Work required:
Retype the data below word for word, keeping every line and its order unchanged.
— START Material for the task —
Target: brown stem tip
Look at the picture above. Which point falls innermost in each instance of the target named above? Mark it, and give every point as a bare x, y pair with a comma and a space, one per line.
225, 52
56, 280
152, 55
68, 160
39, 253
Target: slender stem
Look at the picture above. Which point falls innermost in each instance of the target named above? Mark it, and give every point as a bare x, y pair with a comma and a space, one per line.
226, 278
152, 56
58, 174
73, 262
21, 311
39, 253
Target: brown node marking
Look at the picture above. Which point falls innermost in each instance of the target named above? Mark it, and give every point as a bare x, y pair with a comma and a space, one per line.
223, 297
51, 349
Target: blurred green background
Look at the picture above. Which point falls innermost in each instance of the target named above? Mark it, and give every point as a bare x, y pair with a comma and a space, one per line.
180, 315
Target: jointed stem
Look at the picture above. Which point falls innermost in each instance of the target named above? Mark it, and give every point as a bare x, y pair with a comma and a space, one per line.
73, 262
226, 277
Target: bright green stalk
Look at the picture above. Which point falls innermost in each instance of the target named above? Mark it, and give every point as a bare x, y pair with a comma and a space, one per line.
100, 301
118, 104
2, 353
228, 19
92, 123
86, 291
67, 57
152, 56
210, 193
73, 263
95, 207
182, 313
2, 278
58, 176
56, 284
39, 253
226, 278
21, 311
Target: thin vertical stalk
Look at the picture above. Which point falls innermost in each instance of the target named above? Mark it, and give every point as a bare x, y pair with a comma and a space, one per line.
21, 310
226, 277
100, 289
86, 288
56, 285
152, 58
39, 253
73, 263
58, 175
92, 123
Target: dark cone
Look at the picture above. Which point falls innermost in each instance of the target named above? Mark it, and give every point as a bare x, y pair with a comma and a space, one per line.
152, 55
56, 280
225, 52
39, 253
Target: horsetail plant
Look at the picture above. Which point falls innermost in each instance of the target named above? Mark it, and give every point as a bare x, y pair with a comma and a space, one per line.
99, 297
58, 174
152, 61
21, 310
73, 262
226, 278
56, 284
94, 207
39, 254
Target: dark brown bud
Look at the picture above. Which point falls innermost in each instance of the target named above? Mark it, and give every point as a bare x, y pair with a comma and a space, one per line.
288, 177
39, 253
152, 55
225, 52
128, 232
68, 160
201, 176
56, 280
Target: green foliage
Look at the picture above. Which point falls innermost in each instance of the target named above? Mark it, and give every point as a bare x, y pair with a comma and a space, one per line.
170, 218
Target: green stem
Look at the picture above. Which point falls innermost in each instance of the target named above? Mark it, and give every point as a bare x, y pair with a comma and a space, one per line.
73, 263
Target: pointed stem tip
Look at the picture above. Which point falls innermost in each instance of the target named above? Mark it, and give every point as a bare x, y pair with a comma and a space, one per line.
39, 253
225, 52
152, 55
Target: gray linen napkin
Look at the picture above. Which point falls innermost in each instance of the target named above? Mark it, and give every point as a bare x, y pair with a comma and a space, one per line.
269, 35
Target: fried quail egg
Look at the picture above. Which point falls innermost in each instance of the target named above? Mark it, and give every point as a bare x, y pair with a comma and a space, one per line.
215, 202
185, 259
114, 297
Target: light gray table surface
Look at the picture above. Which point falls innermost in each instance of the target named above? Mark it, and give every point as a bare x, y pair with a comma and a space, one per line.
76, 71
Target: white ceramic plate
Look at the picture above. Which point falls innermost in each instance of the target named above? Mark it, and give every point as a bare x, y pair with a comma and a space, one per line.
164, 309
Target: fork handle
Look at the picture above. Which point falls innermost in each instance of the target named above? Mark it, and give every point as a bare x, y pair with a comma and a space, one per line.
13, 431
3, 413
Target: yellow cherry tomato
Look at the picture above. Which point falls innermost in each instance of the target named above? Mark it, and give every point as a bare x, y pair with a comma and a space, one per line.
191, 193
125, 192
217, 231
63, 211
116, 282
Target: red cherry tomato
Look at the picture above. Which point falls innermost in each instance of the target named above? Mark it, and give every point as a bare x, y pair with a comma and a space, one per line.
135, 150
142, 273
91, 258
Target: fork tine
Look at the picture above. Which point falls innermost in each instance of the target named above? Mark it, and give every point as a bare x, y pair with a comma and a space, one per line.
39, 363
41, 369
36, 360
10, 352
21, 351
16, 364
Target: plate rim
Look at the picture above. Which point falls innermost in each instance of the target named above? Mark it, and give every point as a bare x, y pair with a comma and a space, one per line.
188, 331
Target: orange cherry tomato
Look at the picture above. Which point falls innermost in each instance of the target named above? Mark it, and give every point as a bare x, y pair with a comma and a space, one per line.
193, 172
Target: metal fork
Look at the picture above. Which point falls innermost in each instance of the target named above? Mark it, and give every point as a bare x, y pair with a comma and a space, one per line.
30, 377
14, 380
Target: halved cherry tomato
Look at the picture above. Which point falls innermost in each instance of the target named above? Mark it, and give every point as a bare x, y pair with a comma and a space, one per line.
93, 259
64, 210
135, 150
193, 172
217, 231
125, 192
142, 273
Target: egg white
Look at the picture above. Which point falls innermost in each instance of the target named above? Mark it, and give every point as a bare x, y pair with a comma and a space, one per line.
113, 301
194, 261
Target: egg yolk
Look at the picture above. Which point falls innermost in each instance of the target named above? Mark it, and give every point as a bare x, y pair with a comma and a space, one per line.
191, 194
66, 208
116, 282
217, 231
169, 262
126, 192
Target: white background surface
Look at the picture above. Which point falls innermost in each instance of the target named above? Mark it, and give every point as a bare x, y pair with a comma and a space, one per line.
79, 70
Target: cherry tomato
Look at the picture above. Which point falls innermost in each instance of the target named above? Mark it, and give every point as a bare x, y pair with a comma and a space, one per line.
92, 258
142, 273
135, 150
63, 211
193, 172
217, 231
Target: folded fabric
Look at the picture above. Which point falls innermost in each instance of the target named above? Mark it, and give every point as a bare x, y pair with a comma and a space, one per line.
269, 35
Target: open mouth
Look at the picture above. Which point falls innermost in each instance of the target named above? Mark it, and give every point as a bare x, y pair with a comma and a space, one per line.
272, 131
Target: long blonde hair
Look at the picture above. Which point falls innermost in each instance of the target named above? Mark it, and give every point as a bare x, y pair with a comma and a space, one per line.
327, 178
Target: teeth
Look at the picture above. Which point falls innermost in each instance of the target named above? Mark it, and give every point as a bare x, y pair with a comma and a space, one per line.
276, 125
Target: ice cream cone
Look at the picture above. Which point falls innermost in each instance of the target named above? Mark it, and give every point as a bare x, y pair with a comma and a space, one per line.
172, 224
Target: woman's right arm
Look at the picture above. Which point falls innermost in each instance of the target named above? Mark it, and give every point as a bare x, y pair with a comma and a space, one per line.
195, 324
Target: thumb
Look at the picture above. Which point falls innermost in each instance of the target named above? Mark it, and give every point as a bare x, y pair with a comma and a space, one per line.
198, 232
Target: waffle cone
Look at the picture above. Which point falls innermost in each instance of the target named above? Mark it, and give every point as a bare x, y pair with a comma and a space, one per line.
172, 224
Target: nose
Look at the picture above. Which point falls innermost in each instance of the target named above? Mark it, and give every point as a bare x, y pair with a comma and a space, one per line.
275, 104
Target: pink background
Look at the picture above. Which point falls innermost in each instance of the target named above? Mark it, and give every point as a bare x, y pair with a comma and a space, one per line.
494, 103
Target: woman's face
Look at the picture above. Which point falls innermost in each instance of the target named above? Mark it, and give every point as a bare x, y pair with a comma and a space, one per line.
— END Material for the task —
Problem solution:
Target: brown stem tip
Look at the picture above. Which point falls innermost in each instance of the target named above? Mark it, and give every point as a bare x, y pair with a comma and a space, one per line.
225, 52
56, 280
152, 55
68, 160
39, 253
Target: slender stem
Look at the picture above. Which point falls innermost in each instance of the target named above? Mark it, and give every point as a bare x, y pair with a comma and a space, one per line.
226, 278
152, 56
58, 174
73, 262
21, 311
39, 253
Target: brown node marking
Look at the picture above. Which point falls innermost in each instance of the target named above? Mark it, and give every point as a bare x, y pair with a comma and a space, one per line.
223, 297
51, 349
Target: blurred green background
Look at the picture above. Which point falls innermost in each instance of the target named above? Mark it, and give every point as a bare x, y pair with a comma and a space, one per line.
180, 315
Target: jointed stem
Look at the picture above. Which point falls innermost in each instance of the target named above? Mark it, and give every point as a bare x, y pair with a comma and a space, one per line.
73, 262
226, 277
Target: bright green stalk
Look at the picture above. Which point falls innermost in each instance of the target named above? Mark it, and give every point as a bare x, y pair with a comma and a space, one per line.
100, 301
118, 104
2, 353
228, 19
92, 123
86, 291
67, 57
152, 56
210, 193
73, 263
95, 207
182, 313
2, 278
58, 176
56, 284
39, 253
226, 278
21, 311
Target: thin vertical stalk
Look at the picture above. Which point falls innermost in each instance of the target named above? Mark it, and give every point as a bare x, y pair with a comma and a space, one per line.
21, 310
226, 277
100, 289
86, 288
56, 285
152, 58
39, 253
73, 263
58, 175
92, 123
Target: dark cone
Look at the picture above. Which point falls innermost in each instance of the target named above? Mark it, and give every point as a bare x, y pair with a comma and a space, one per line.
152, 55
56, 280
225, 52
39, 253
Target: horsetail plant
Look at the picture above. Which point falls innermost in each instance of the target named above? Mark it, and give every point as a bare x, y pair with a comma and a space, one per line.
99, 297
58, 174
152, 61
21, 310
73, 262
226, 278
56, 284
94, 207
39, 254
Target: dark brown bud
Look at the picture above. Which point falls innermost in each instance of the target named above? Mark it, and give every point as a bare x, y pair with a comma and a space, one per line.
288, 177
39, 253
152, 55
225, 52
128, 232
68, 160
201, 176
56, 280
Target: green foliage
Look at the picture above. Which point falls innermost in each instance of the target named above? Mark it, and give every point as a bare x, y pair with a comma and a space, one per line.
170, 218
Target: green stem
Look at the picture above. Which point falls innermost in each instance of the target named above? Mark it, and give every point as a bare x, y pair with a comma and a space, one per line.
73, 263
Target: pointed stem tip
Look at the picture above. Which point falls innermost in each instance of the target named above? Mark it, and give every point as a bare x, y pair with a comma and a space, one per line.
39, 253
225, 52
152, 55
Target: gray linen napkin
Look at the picture above. Which point falls innermost in each instance of the target named above? Mark it, and give every point as a bare x, y pair with a comma and a space, one per line.
269, 35
Target: fried quail egg
Look at the picture above. Which point falls innermost in each instance of the target named above? Mark it, and give every point as a bare x, y pair with a comma and a space, one per line.
215, 202
185, 259
114, 297
Target: light gray table surface
Look at the picture above. Which point falls innermost in each instance of the target named above? Mark it, and give every point as a bare x, y pair with a comma and a space, one per line.
76, 71
Target: white ceramic plate
Look at the picture above. Which point falls innermost in each instance of the target named above? Mark it, and give every point as a bare x, y pair with a comma and a space, one per line.
164, 309
Target: fork handle
Look at the picture above. Which point falls innermost in each instance of the target named above? Mark it, and give every point as a bare x, y pair with a comma and a space, one per line.
13, 431
3, 413
Target: yellow cherry tomato
Look at the picture above. Which point falls innermost in each instance of the target named above? Mark it, and give every point as a bare x, y pair with a comma and a space, one per line.
191, 193
125, 192
217, 231
63, 211
116, 282
Target: red cherry tomato
Look at the picture above. Which point falls innermost in each instance of the target named above? Mark it, and give every point as a bare x, y pair with a comma and a space, one per line.
135, 150
142, 273
91, 258
Target: fork tine
Look at the picture above. Which point falls innermost in each instance of the target named above? Mark it, and give every point as a bare x, y pair with a comma and a space, one per line.
39, 363
41, 369
36, 360
10, 352
21, 351
16, 364
Target: plate rim
Look at the picture above. Which point falls innermost in each instance of the target named above? Mark it, and give every point as a bare x, y pair with a comma and a space, one per line.
188, 331
Target: orange cherry tomato
Look at the picture above. Which point falls innermost in each instance of the target named above? Mark it, and give every point as a bare x, y pair with a comma and a space, one per line.
193, 172
Target: metal fork
Look at the picture above. Which point falls innermost in each instance of the target named above? Mark it, and give every point as a bare x, y pair with a comma and a space, one per line.
30, 377
14, 380
Target: halved cherry tomato
Look at the picture above. Which point falls innermost in each instance of the target named above? Mark it, and give every point as a bare x, y pair with a comma and a space, one per line.
93, 259
64, 210
135, 150
193, 172
217, 231
125, 192
142, 273
Target: egg white
Look at the picture above. Which point falls innermost in each instance of the target named above? Mark it, and give every point as a bare x, y pair with a comma and a space, one per line.
113, 301
194, 261
Target: egg yolk
Look at the picture above. Which point falls innermost in each instance of the target named above? Mark it, and give every point as a bare x, y pair with a comma and a space, one per line.
191, 194
66, 208
116, 282
217, 231
169, 262
126, 192
Target: white background surface
Look at the picture above. Which point falls innermost in each instance of the target named above? Mark it, and give every point as a bare x, y pair with a comma and a space, one per line.
79, 70
Target: cherry tomato
Look at the picture above. Which point falls innermost in each instance of the target named above? Mark it, and give every point as a bare x, y pair with a comma and a space, one per line.
92, 258
142, 273
135, 150
63, 211
193, 172
217, 231
Target: folded fabric
Look at the picture above. Which point falls innermost in each instance of the target named above? Mark it, and give every point as a bare x, y pair with a comma and a space, one per line.
269, 35
Target: open mouth
Look at the picture above. Which point falls innermost in each instance of the target named above? Mark it, and give every point as a bare x, y pair with a comma and a space, one per line.
272, 131
Target: long blonde hair
Look at the picture above. Which point falls innermost in each instance of the target named above? Mark it, and give every point as a bare x, y pair with a comma and a space, one per line.
327, 178
Target: teeth
Look at the picture above. Which point falls innermost in each instance of the target named above? Mark it, and give every point as a bare x, y pair with a comma and a space, one per line.
276, 125
Target: ice cream cone
Look at the picture above. Which point falls innermost in each instance of the target named above? Mark it, and give every point as a bare x, y pair with a comma and a space, one per line.
172, 224
Target: woman's right arm
Look at the picture above. Which point falls innermost in each instance of the target named above? Mark it, and give every point as a bare x, y pair with a comma and a space, one per line.
195, 324
Target: thumb
Look at the picture above. Which point falls innermost in each instance of the target named above? Mark it, and give every point as a bare x, y pair with a comma and a space, one per line.
198, 232
Target: waffle cone
Look at the picture above. Which point falls innermost in each instance of the target named above? Mark it, and give every point as a bare x, y pair with a comma and a space, one per line.
172, 224
Target: nose
Look at the picture above. Which point falls innermost in each instance of the target named above? Mark it, and give every point as a bare x, y pair with a comma and a space, one per line.
275, 104
Target: pink background
Look at the picture above. Which point falls innermost in each instance of the target named above? Mark it, and give every point as a bare x, y pair with a comma and a space, one per line.
494, 103
Target: woman's face
Look at the picture above. Which point falls innermost in each instance of the target named above? Mark it, and give every point as a bare x, y pair with a comma and a space, one per line.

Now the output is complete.